* [OBJECTIVE]:
Lay out the items starting at the line that contains "I need the bounding box for the small" and ending at the line that contains "[922,279,935,336]" as a Markdown table with the columns Row and Item line, leaving out blank lines.

* [SUPPLIED RECORDS]:
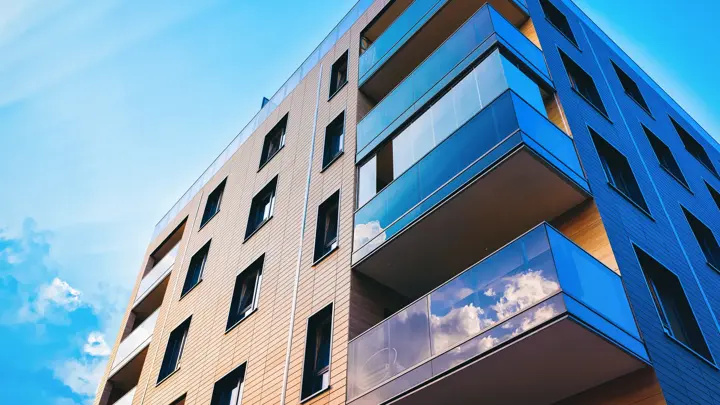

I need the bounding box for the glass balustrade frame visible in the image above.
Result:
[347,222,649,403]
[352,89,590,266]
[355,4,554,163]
---
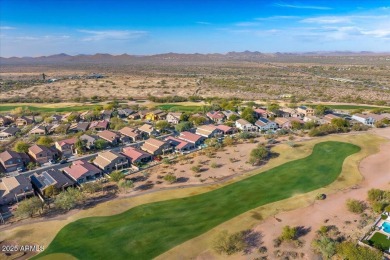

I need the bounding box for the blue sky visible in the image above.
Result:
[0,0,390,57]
* * *
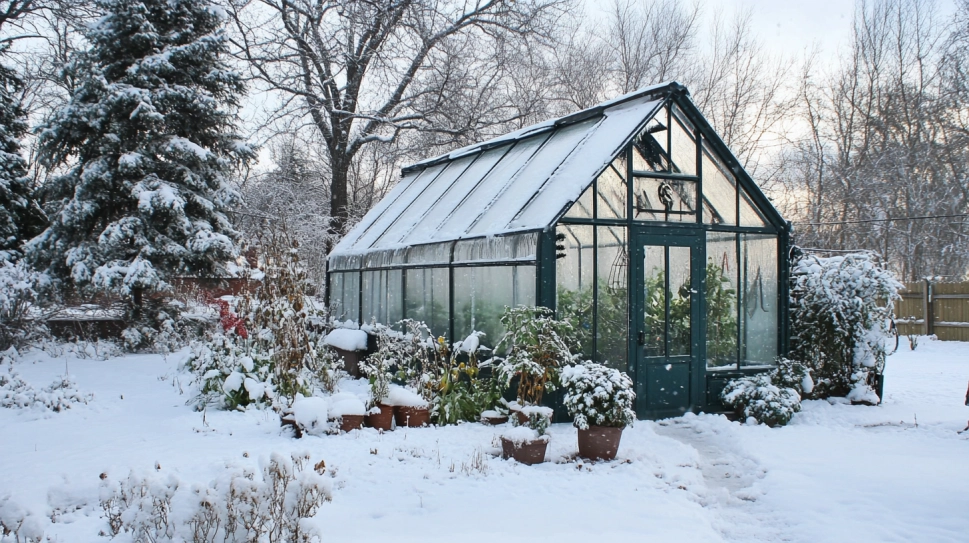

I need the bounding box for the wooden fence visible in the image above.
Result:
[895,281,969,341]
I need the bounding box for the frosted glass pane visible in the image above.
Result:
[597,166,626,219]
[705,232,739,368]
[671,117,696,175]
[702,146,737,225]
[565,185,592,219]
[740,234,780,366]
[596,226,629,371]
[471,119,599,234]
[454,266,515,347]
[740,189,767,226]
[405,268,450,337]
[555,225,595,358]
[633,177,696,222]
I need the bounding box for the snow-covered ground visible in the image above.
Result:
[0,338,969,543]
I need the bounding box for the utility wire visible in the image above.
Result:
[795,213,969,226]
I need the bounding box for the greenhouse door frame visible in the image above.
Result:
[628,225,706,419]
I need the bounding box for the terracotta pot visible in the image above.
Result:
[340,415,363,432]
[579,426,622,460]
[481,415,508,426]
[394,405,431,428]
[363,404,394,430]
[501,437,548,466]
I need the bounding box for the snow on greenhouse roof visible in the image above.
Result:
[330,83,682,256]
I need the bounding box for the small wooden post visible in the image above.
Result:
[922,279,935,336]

* [SOLUTION]:
| Row | Item line |
|---|---|
| 1 | I need the bounding box for the small wooden post visible in the image above. |
| 2 | Result: |
| 3 | [922,279,935,336] |